Problems to solve:
[a] According to the forum post on low-tax EU countries, which three member states will you wish you had chosen instead?
[b] Retype the stretch of the forum post on low-tax EU countries from "I could be wrong" through "quite as attractive.".

Extract:
********

Hungary blocks EU deal on 15% minimum corporate tax They do the right thing in that country compared to Romania that will start cracking down on their micro company scheme. Romania’s ruling coalition agrees on several changes to the tax code, including hiked taxes for gambling gains
 

Sols

Staff member
Mentor Group Gold
There are a few low-tax EU member states that look good on paper (Hungary, Bulgaria, Romania, Latvia, Lithuania). But once you get down to it, you'll wish you had gone with Malta, Ireland, or Cyprus instead. There are many factors that end up making them unattractive. It comes down to bureaucracy, language barrier, and things just not being set up for non-resident foreigners.

However, if you relocate there, it will become easier to run the business. The reason more people don't do that is because they don't want to live in Hungary. You will still need a local accountant or lawyer to help you out, though, because bureaucracy is still terrible.

I could be wrong but I believe that in addition to 9% corporate income tax, you pay 15% tax personally regardless of whether you pay yourself dividends or salary. Plus 18.5% social security contribution (plus 13% or so by the company). Don't take my word for it, but as I recall, the personal taxation aspect of Hungary isn't quite as attractive.

********

Data lines:
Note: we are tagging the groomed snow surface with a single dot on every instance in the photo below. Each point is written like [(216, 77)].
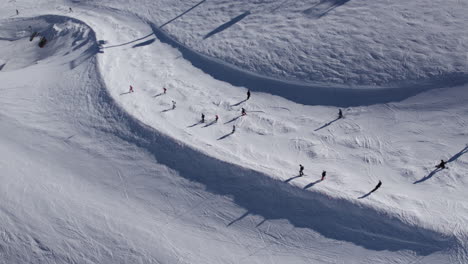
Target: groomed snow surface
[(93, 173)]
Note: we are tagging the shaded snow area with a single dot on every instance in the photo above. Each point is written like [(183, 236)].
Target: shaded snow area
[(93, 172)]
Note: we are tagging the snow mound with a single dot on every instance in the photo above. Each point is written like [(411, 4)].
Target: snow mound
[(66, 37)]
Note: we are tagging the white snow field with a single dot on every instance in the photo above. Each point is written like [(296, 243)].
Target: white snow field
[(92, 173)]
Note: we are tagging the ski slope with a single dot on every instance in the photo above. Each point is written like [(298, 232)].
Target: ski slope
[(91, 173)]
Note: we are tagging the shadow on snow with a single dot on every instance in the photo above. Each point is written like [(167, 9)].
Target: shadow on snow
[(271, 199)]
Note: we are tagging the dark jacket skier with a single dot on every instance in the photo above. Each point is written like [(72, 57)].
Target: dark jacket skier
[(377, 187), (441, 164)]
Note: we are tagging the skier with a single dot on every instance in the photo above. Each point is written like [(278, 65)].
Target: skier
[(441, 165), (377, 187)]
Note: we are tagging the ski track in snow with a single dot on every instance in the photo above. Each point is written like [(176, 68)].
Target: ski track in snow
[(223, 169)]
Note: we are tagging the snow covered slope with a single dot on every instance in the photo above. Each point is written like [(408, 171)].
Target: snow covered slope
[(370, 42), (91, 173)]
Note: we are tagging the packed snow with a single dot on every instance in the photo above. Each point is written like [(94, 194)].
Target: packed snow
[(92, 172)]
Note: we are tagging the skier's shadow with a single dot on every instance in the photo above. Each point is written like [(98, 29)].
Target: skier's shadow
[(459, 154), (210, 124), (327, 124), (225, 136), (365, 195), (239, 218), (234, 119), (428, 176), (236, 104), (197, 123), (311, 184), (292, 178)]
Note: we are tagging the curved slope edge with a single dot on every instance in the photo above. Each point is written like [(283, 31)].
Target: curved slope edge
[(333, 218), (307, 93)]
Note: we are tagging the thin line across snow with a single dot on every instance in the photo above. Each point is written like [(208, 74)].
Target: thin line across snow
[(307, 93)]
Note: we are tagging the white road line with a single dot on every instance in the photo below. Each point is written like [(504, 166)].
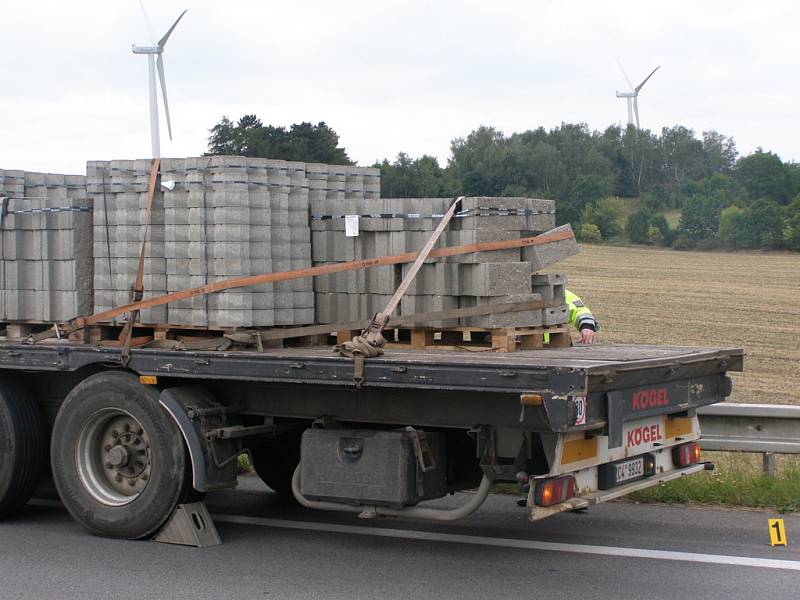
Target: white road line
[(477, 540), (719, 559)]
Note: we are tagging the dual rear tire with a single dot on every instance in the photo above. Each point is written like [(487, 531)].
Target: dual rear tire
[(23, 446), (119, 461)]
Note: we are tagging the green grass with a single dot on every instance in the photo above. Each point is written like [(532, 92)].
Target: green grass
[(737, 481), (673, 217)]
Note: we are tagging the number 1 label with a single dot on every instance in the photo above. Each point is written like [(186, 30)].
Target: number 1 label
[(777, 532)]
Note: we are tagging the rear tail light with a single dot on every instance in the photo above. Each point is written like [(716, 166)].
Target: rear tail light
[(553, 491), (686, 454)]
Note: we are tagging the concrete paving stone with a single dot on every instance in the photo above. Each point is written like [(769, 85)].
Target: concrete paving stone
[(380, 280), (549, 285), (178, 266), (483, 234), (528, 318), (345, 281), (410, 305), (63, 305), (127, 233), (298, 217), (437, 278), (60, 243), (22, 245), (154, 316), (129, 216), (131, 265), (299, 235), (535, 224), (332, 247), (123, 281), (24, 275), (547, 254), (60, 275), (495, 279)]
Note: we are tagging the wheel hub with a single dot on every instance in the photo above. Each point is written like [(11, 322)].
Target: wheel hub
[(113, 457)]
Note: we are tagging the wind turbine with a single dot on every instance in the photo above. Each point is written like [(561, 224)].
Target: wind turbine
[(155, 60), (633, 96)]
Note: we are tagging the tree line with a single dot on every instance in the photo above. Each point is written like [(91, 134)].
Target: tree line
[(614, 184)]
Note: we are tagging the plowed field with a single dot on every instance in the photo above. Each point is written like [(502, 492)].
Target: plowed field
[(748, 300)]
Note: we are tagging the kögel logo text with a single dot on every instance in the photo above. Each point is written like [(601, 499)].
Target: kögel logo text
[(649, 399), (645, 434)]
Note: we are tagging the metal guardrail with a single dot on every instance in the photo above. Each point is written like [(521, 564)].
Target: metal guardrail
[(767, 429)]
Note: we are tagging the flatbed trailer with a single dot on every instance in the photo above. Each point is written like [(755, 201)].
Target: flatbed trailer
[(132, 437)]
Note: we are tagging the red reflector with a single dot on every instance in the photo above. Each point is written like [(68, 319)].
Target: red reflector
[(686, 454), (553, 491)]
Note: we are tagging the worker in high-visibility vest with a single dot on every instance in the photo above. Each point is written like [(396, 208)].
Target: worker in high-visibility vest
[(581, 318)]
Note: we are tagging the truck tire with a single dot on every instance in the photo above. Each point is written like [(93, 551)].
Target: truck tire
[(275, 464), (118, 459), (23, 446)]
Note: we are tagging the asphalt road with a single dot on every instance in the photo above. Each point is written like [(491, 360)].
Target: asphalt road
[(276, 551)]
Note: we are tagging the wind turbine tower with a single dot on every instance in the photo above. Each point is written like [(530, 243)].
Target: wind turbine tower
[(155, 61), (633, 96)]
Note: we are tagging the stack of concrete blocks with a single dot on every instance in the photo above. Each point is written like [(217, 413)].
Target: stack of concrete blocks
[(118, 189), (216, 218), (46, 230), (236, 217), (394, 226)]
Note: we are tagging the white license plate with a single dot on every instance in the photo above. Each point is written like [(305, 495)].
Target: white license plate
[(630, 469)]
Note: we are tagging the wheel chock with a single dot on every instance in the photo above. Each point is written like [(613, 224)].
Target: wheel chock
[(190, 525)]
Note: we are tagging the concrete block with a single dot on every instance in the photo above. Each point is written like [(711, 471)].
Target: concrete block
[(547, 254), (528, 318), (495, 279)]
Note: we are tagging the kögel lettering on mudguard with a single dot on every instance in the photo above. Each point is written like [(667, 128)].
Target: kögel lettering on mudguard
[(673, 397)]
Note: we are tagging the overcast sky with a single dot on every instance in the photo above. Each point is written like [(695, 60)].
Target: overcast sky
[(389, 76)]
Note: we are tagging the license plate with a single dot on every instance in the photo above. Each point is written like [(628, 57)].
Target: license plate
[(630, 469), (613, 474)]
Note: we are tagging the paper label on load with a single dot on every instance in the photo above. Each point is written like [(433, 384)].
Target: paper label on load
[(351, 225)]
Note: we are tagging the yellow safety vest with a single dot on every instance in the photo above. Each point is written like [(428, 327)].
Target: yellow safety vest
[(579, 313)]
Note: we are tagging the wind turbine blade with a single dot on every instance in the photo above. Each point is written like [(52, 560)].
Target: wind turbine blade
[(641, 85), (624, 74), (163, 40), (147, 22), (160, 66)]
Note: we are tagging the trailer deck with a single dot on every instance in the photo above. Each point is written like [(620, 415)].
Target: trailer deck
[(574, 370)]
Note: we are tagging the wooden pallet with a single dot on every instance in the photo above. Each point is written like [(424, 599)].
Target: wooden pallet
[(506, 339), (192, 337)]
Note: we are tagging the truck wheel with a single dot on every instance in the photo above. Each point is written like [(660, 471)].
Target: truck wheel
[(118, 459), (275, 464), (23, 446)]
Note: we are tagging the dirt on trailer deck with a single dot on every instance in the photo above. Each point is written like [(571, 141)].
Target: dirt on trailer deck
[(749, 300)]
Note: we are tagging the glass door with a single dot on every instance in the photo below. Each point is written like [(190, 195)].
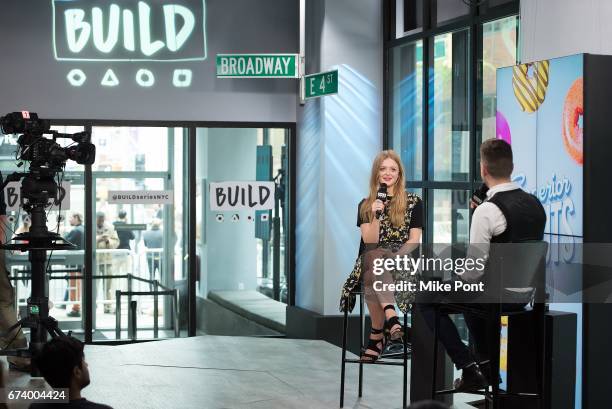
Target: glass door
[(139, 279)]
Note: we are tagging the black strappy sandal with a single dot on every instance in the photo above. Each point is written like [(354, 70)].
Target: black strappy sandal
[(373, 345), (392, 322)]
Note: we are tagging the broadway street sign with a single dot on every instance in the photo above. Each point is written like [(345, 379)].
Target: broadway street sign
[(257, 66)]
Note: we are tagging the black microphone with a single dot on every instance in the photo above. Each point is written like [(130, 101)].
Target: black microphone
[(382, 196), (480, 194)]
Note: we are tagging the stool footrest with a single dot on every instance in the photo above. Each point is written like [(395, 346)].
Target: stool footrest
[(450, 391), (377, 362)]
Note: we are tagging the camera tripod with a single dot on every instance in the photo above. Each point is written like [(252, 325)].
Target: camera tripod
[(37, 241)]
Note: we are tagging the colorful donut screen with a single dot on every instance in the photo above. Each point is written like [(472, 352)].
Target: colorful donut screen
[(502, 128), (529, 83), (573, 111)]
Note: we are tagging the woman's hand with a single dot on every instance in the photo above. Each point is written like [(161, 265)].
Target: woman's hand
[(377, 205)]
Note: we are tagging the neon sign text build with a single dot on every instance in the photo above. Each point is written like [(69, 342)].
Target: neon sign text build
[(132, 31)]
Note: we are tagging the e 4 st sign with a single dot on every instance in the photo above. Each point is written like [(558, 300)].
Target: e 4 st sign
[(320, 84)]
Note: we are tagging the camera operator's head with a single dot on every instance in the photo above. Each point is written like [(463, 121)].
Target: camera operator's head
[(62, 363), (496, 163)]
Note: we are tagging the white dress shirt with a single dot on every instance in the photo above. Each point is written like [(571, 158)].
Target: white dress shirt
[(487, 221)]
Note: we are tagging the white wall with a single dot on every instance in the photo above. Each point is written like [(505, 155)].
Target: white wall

********

Task answers:
[a] Malta, Ireland, or Cyprus.

[b]
I could be wrong but I believe that in addition to 9% corporate income tax, you pay 15% tax personally regardless of whether you pay yourself dividends or salary. Plus 18.5% social security contribution (plus 13% or so by the company). Don't take my word for it, but as I recall, the personal taxation aspect of Hungary isn't quite as attractive.